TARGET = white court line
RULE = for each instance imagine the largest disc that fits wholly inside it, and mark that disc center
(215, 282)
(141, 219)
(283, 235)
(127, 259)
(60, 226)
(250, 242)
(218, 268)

● TO DO
Set down the data once more, word for word.

● RESULT OF THE TASK
TARGET = white court line
RULE = for each instance imagine the largest disc that fits wholly inside it, and mark that disc center
(215, 282)
(141, 219)
(283, 235)
(127, 259)
(60, 226)
(250, 242)
(218, 268)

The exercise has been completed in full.